§ Task brief
Provide the records once more, identical to the original.

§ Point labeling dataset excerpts
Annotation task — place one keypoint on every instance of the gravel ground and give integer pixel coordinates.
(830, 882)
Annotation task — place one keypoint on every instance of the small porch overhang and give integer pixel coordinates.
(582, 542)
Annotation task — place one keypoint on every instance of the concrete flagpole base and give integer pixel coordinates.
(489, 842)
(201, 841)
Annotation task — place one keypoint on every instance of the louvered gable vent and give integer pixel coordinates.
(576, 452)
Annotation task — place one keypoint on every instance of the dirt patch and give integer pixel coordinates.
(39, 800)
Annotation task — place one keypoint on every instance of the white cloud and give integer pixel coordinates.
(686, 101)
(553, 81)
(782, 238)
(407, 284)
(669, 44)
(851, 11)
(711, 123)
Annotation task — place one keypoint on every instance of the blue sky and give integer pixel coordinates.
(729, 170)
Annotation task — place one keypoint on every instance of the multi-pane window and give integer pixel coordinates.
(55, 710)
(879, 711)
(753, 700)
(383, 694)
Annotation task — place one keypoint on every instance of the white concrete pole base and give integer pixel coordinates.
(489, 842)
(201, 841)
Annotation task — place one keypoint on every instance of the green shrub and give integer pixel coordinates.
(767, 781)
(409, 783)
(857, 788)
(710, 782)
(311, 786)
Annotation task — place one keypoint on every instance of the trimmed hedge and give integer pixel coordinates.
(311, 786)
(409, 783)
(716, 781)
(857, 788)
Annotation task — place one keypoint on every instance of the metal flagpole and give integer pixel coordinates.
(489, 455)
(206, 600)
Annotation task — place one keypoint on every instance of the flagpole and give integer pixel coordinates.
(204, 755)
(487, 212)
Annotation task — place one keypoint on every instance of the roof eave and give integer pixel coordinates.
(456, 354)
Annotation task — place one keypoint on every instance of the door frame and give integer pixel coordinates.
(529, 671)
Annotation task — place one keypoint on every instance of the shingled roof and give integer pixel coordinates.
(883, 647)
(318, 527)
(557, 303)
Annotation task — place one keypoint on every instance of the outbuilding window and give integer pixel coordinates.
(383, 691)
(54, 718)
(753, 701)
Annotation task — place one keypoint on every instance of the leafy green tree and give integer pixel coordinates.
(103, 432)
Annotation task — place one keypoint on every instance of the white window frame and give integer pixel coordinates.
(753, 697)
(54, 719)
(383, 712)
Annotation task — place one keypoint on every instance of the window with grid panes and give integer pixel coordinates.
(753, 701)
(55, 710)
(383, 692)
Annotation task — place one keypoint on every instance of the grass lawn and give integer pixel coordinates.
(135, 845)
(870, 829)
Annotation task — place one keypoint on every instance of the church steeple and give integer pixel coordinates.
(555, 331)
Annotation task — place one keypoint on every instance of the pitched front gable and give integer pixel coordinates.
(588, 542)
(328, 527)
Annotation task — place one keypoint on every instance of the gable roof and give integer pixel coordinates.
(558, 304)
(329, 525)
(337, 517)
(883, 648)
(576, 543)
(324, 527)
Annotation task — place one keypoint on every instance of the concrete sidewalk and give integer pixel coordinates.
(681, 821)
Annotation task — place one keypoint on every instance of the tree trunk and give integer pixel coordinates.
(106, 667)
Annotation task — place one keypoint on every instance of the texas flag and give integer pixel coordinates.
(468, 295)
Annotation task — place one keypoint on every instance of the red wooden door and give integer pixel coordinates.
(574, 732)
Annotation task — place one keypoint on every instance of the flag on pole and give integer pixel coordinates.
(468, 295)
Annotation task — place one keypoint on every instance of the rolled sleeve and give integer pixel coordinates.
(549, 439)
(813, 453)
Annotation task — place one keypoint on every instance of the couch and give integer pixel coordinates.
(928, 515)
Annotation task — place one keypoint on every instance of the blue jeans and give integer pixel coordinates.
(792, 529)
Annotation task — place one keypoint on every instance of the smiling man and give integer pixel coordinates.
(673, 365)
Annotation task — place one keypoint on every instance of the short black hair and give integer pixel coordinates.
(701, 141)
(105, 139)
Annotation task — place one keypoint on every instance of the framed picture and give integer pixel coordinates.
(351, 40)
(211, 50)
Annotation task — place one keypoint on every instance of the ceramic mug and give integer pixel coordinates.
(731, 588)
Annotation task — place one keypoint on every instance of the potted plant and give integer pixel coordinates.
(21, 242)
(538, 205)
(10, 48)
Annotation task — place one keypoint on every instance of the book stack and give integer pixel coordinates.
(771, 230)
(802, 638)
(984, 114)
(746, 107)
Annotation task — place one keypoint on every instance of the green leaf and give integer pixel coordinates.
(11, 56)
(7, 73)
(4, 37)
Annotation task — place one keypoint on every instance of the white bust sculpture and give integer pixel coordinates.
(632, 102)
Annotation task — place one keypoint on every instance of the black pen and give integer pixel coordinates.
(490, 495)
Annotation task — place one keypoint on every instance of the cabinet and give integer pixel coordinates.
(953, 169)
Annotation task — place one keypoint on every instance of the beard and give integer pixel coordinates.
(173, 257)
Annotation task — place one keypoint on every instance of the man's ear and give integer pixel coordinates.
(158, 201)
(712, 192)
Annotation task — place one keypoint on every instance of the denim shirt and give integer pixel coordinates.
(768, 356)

§ Task output
Annotation task — place one keypoint on every instance of the gravel ground and give integer pixel coordinates.
(830, 882)
Annotation task — place one keypoint on every instance of the small porch overhang and give integer pixel coordinates.
(582, 542)
Annotation task — place one keypoint on every instance of the concrete flagpole base and give integer pixel coordinates.
(489, 842)
(201, 841)
Annotation task — place one keypoint on every instance of the louvered gable vent and give integer pixel coordinates.
(576, 452)
Annotation task — place one keypoint on every instance of the dirt patch and give integer pixel coordinates.
(39, 800)
Annotation task — place one keypoint on every instance of the white cloud and give integer pixel coordinates.
(686, 101)
(553, 81)
(782, 238)
(407, 284)
(669, 44)
(851, 11)
(711, 123)
Annotation task — place one keypoint on every instance of the blue sky and give integer pixel coordinates.
(729, 170)
Annotation task — place one keypoint on every instance of the multi-pane window and give integer pixel coordinates.
(55, 710)
(879, 711)
(753, 700)
(383, 694)
Annotation task — place one keypoint on every instance of the white concrete pole base and give integer pixel coordinates.
(489, 842)
(201, 841)
Annotation task — place one keypoint on every instance of the green shrub and give integer pixel coordinates.
(767, 781)
(409, 783)
(857, 788)
(710, 782)
(311, 786)
Annotation task — place one keypoint on every instance of the trimmed hedge and give integer pixel coordinates.
(311, 786)
(409, 783)
(716, 781)
(857, 788)
Annotation task — place one keypoint on every instance of the metal flagpole and give integer pixel coordinates.
(489, 455)
(206, 600)
Annotation task — place one keypoint on every instance of the flagpole and give integer pixel coordinates.
(204, 755)
(487, 212)
Annotation task — place one keypoint on every instance of the roof eave and give integer pixel coordinates.
(456, 354)
Annotation task — place one keypoint on every instance of the door frame and give integer pixel coordinates.
(529, 671)
Annotation task — place one keypoint on every instance of the shingled roof and give integer pixel coordinates.
(883, 647)
(318, 527)
(557, 303)
Annotation task — place one keypoint on every instance of the outbuilding window and give integer pixel coordinates.
(383, 691)
(54, 718)
(753, 701)
Annotation task — place one keypoint on every instance of the leafy green tree and give integer pixel coordinates.
(103, 432)
Annotation task — place one keypoint on every instance of the white window frame and give integer pixel coordinates.
(753, 697)
(54, 719)
(383, 712)
Annotation task — place one keypoint on every instance of the window with grid panes and give integer pixel coordinates.
(753, 701)
(55, 710)
(383, 692)
Annotation task — place one keypoint on every instance of the grass lawn and give integer pixel coordinates.
(135, 845)
(870, 829)
Annotation task — place one keypoint on every instance of the church steeple and give integer pixel coordinates.
(555, 331)
Annotation task — place one keypoint on every instance of the pitched front gable and give integer pixel coordinates.
(588, 542)
(328, 527)
Annotation task — place one keypoint on every instance of the gable roof and give integer pixel coordinates.
(558, 304)
(329, 525)
(337, 517)
(883, 648)
(576, 543)
(324, 527)
Annotation task — place one keypoint on every instance of the concrete sidewalk and give integer pixel coordinates.
(681, 821)
Annotation task — place one keypoint on every instance of the tree trunk and give integer pixel coordinates.
(106, 667)
Annotation task — place one keypoint on every instance of the texas flag and give integer pixel coordinates.
(468, 295)
Annotation task — place one keypoint on every instance of the red wooden door and give integer pixel coordinates.
(574, 732)
Annotation task — place one keypoint on every instance of the flag on pole and give integer pixel coordinates.
(468, 295)
Annotation task — place one keypoint on every instance of the rolled sleeve and give integer pixel coordinates.
(549, 439)
(813, 453)
Annotation task — place one keypoint on every instance of the couch and give integer pixel coordinates.
(928, 515)
Annotation task — place one keypoint on every instance of the blue jeans and give integer pixel coordinates.
(792, 529)
Annotation task — place one keypoint on every instance of the smiling man and give integer pixel coordinates.
(673, 365)
Annotation task — place one keypoint on every instance of the short black hair and give integer pixel coordinates.
(701, 141)
(105, 139)
Annotation task — place one keypoint on every instance of the framed picture and give integer pixel coordinates.
(351, 40)
(211, 50)
Annotation task — place one keypoint on every instance of the ceramic mug and give integer pixel coordinates.
(731, 588)
Annotation task — place one keypoint on every instance of the potted plant and give integer pixel coordinates.
(21, 242)
(538, 205)
(10, 48)
Annotation task — place one keypoint on every instance of the book stack and give integer pixel coordinates.
(771, 230)
(802, 638)
(984, 114)
(746, 107)
Annotation task — place one keypoint on every instance of the green leaf and give integer pixel coordinates.
(11, 56)
(7, 73)
(4, 37)
Annotation task — place one keypoint on every instance of the white bust sculpture and give integer pixel coordinates.
(632, 102)
Annotation task — place one keypoint on every instance of the black pen and give integer pixel coordinates.
(490, 495)
Annotation task — place one keypoint on every instance of the cabinet and give integer pixel coordinates.
(953, 169)
Annotation task — place one keypoint on every instance of the beard and give integer pixel coordinates.
(173, 257)
Annotation task — place one keypoint on every instance of the man's ear and give integer pixel coordinates.
(158, 201)
(712, 192)
Annotation task — place one keypoint on every instance of the denim shirt and give integer pixel coordinates.
(768, 356)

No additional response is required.